-- start of Records for this exercise --

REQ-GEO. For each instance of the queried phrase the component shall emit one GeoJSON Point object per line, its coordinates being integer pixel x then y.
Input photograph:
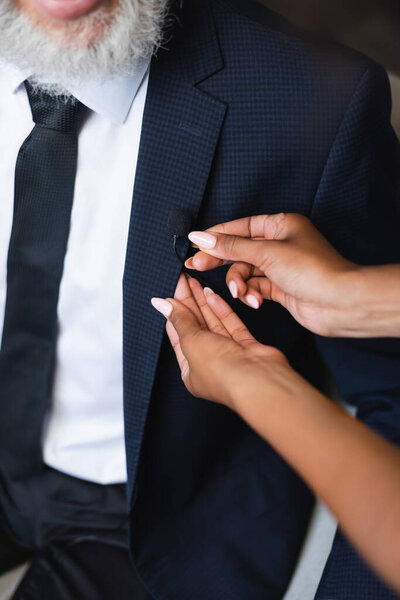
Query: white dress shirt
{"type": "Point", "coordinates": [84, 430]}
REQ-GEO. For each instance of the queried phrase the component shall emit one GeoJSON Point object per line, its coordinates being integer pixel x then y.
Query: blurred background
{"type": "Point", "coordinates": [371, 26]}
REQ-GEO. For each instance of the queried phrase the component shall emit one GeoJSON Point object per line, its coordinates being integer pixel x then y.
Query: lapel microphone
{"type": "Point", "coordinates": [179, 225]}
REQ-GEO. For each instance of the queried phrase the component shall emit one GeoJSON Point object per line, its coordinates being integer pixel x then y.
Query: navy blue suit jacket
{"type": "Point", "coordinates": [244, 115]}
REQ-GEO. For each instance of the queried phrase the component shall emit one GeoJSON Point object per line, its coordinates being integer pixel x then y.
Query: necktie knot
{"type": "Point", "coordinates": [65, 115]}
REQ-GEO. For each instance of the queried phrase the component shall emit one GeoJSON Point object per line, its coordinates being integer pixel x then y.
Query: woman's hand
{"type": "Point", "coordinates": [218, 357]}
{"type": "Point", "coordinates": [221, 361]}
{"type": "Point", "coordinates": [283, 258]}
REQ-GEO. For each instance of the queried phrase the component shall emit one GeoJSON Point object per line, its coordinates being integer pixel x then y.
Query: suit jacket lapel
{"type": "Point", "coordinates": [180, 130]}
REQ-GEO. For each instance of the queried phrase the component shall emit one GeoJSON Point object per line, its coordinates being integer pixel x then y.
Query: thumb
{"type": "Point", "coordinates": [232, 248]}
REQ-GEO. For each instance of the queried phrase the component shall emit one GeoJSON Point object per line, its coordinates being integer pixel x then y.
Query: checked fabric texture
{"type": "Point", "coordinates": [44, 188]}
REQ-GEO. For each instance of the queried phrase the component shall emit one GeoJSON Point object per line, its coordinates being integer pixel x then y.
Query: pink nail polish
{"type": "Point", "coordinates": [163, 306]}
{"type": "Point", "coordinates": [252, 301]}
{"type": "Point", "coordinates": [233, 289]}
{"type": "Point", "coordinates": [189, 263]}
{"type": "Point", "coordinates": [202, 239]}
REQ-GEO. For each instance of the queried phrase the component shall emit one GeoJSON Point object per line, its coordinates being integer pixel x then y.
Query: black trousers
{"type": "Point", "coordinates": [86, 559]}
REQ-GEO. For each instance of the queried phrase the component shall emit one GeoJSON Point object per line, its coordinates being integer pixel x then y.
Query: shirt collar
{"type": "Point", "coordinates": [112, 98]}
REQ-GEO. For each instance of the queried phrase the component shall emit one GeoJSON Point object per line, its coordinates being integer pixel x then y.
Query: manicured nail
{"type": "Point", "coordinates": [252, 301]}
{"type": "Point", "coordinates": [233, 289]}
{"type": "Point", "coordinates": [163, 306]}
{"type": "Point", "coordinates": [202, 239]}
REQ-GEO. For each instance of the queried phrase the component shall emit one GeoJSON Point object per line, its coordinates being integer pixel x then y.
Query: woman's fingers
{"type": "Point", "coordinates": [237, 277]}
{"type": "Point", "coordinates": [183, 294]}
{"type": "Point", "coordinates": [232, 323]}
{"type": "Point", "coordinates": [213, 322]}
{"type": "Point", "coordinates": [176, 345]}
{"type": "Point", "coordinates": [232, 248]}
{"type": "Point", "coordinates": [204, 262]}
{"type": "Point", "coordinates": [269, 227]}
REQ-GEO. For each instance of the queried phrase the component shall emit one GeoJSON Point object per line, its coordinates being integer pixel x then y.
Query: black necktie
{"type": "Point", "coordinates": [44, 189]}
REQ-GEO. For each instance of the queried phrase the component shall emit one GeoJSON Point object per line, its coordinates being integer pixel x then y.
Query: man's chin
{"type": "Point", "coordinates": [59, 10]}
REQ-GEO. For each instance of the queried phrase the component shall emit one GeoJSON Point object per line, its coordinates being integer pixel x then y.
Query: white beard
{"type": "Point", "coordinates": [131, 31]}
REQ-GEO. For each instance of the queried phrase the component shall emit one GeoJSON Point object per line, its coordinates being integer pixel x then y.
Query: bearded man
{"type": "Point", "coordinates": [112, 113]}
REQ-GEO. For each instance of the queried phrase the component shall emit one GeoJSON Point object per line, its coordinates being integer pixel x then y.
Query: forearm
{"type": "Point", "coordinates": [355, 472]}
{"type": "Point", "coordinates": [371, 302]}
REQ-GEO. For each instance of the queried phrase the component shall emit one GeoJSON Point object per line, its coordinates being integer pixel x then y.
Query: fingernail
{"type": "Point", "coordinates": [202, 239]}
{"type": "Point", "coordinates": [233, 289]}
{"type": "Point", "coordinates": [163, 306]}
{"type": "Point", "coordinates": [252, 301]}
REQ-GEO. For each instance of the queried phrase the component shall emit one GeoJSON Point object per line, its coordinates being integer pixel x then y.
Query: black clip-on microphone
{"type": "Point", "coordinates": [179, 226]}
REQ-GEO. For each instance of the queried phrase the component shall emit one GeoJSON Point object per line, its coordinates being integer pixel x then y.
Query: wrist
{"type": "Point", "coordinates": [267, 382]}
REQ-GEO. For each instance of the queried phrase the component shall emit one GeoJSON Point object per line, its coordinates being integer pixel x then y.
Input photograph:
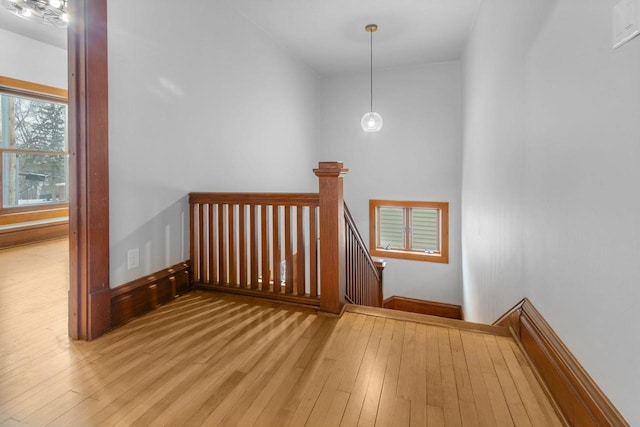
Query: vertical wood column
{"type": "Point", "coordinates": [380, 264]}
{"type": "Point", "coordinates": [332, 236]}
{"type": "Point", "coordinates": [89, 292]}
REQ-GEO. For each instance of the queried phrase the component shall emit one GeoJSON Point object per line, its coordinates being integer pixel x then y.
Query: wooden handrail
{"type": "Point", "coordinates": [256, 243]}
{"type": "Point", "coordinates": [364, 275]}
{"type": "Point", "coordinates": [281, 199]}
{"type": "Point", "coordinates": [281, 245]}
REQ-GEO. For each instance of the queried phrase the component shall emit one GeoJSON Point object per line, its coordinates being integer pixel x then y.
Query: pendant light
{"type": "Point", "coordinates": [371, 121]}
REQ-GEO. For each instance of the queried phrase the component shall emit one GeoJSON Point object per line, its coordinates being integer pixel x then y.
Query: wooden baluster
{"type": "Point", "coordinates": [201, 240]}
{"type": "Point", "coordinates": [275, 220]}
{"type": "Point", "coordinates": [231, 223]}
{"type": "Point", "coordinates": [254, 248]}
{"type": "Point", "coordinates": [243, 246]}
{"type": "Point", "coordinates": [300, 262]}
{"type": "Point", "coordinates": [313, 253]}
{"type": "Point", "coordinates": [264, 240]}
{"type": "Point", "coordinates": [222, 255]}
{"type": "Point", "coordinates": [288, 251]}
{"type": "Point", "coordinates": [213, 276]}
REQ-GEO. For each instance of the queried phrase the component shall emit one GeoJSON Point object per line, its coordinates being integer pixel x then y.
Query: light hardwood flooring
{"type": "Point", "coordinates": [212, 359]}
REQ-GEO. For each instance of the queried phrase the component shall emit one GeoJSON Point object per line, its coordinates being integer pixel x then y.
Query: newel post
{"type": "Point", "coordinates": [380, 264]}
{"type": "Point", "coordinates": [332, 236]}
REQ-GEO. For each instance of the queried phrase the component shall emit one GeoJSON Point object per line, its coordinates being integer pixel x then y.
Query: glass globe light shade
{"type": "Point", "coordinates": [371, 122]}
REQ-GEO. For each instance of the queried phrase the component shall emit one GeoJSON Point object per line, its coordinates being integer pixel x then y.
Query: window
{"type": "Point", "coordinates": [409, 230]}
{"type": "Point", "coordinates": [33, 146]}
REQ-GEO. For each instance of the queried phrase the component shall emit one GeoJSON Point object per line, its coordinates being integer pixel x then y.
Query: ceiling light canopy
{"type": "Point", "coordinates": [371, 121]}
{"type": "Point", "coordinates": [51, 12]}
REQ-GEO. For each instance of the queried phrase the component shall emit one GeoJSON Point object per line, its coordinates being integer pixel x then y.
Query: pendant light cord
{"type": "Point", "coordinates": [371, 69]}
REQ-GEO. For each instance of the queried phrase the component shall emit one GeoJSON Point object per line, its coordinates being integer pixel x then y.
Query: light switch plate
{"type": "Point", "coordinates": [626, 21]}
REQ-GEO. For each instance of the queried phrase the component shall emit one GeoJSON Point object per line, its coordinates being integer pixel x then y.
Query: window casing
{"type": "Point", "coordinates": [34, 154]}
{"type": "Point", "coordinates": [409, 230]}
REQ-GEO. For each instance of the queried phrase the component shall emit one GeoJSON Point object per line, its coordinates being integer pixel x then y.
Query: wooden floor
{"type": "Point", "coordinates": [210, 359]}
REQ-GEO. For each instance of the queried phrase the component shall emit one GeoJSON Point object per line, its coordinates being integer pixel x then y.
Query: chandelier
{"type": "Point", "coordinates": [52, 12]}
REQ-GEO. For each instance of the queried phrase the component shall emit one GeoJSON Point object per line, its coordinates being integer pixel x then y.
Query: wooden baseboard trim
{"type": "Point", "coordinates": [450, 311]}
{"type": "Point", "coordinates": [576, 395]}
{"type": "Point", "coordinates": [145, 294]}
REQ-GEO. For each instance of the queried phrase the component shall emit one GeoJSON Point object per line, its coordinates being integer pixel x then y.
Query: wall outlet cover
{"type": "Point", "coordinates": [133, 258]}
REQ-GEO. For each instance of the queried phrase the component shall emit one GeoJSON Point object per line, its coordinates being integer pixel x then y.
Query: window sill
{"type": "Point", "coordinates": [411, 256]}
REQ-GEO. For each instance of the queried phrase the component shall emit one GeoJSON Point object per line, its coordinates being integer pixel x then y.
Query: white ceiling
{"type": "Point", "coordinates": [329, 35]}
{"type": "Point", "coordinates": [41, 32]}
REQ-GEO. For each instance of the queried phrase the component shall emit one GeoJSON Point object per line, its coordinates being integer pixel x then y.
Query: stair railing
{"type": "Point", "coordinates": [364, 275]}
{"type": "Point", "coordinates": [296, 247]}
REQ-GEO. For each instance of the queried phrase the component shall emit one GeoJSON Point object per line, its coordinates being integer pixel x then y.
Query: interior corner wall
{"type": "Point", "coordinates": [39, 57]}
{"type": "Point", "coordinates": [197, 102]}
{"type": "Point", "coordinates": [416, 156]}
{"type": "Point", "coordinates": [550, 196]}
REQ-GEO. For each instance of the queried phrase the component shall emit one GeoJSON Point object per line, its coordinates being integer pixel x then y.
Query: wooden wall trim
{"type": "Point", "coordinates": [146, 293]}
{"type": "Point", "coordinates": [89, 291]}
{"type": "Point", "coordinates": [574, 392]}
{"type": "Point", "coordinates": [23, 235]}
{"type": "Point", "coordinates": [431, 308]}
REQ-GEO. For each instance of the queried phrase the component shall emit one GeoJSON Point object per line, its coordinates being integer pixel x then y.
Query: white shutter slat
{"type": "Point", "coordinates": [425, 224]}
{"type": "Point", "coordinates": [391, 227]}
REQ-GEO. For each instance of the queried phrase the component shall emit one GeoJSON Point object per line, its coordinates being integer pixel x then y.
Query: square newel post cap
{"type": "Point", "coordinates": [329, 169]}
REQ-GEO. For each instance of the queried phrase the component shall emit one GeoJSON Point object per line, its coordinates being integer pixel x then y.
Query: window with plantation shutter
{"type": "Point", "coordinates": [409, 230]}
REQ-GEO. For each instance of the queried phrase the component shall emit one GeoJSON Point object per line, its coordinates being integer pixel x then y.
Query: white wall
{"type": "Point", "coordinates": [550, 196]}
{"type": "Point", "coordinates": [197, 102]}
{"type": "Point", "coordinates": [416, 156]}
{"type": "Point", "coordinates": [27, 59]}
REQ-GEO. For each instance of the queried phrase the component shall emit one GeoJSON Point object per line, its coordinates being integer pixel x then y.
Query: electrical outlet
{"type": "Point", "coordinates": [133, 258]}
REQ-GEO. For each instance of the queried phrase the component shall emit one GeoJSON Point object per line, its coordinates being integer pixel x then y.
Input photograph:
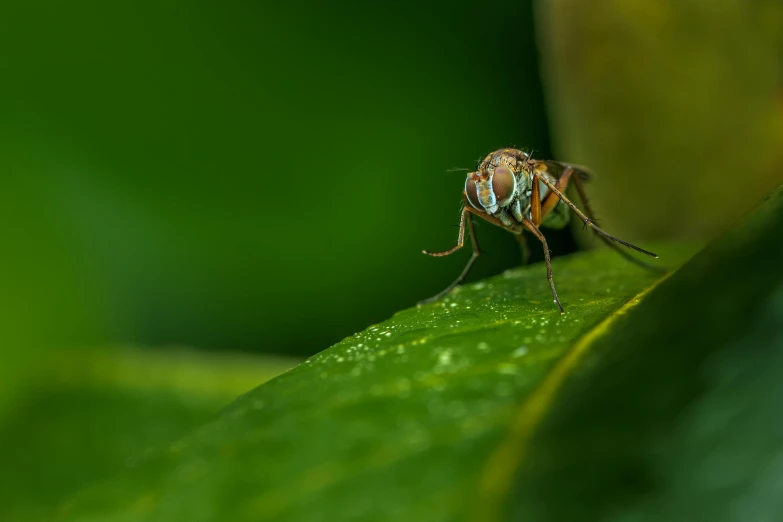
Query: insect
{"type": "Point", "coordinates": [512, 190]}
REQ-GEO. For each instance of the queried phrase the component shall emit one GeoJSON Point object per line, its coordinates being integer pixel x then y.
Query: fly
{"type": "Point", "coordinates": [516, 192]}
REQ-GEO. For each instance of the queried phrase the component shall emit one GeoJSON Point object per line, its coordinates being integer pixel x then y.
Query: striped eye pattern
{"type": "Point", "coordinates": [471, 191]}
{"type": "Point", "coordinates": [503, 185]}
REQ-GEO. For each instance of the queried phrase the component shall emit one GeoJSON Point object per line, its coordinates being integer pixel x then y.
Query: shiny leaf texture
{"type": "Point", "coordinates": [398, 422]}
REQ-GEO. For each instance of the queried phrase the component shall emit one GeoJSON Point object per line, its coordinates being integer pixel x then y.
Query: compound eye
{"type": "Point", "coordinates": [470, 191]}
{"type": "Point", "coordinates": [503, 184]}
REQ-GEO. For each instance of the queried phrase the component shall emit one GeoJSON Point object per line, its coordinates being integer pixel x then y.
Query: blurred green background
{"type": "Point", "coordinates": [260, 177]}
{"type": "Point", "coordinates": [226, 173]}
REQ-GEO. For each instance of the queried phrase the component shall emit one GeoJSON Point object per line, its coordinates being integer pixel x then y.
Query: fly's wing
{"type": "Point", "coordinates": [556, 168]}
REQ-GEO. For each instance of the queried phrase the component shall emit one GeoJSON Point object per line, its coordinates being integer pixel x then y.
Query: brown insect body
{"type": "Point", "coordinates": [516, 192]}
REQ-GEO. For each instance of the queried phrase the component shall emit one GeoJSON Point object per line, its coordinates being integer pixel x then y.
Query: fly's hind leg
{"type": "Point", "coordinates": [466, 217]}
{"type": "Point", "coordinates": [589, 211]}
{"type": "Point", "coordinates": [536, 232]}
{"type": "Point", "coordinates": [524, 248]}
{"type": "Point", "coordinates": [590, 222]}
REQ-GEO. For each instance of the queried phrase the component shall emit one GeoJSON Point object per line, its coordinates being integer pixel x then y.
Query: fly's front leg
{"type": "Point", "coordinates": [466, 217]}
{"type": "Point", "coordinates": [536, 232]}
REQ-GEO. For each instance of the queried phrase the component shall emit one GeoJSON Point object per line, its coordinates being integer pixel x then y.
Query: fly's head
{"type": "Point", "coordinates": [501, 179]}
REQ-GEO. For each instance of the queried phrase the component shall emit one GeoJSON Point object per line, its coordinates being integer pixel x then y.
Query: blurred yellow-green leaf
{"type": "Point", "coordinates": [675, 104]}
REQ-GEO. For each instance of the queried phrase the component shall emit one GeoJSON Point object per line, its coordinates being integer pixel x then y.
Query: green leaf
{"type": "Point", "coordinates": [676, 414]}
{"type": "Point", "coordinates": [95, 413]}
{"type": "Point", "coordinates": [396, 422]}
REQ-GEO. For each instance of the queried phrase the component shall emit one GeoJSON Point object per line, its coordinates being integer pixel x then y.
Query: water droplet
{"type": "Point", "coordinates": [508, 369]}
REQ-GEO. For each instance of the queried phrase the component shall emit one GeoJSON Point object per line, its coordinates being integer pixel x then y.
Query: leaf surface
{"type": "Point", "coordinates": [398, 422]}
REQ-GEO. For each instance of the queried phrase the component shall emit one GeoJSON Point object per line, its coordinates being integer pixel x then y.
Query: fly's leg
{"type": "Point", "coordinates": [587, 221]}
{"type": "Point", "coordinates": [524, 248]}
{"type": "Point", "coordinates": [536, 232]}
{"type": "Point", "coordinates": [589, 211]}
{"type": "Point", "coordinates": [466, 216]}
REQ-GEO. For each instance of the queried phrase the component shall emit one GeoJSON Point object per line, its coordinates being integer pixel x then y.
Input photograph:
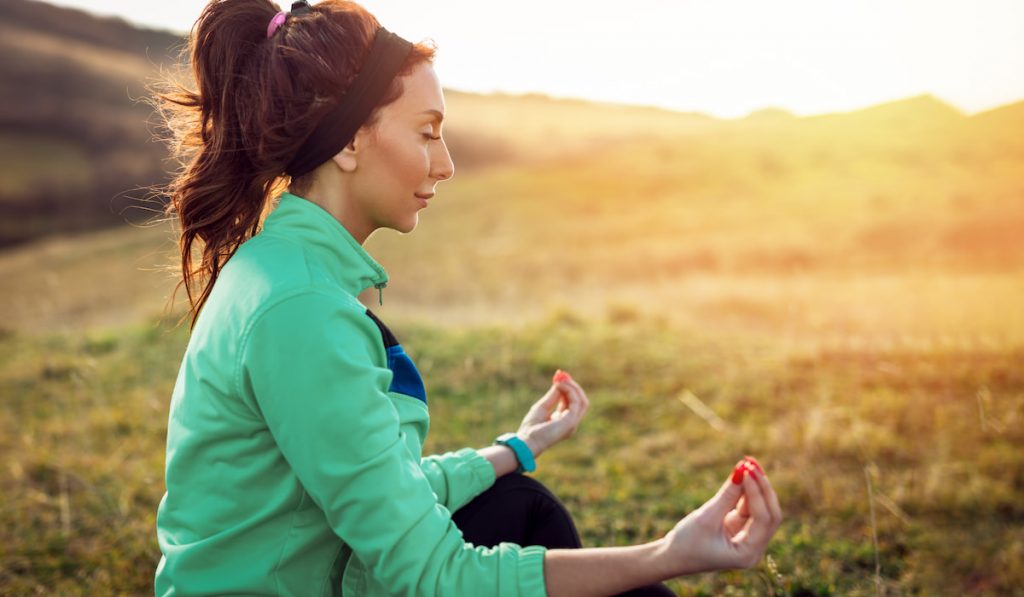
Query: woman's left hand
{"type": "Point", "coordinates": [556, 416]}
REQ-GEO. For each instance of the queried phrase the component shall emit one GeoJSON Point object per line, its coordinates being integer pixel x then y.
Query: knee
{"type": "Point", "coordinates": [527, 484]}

-- end of Records for this exercise --

** What is being asked **
How many lines in the rows above contain the string "woman"? Case counts, and your reply should be only the number.

** Written reply **
3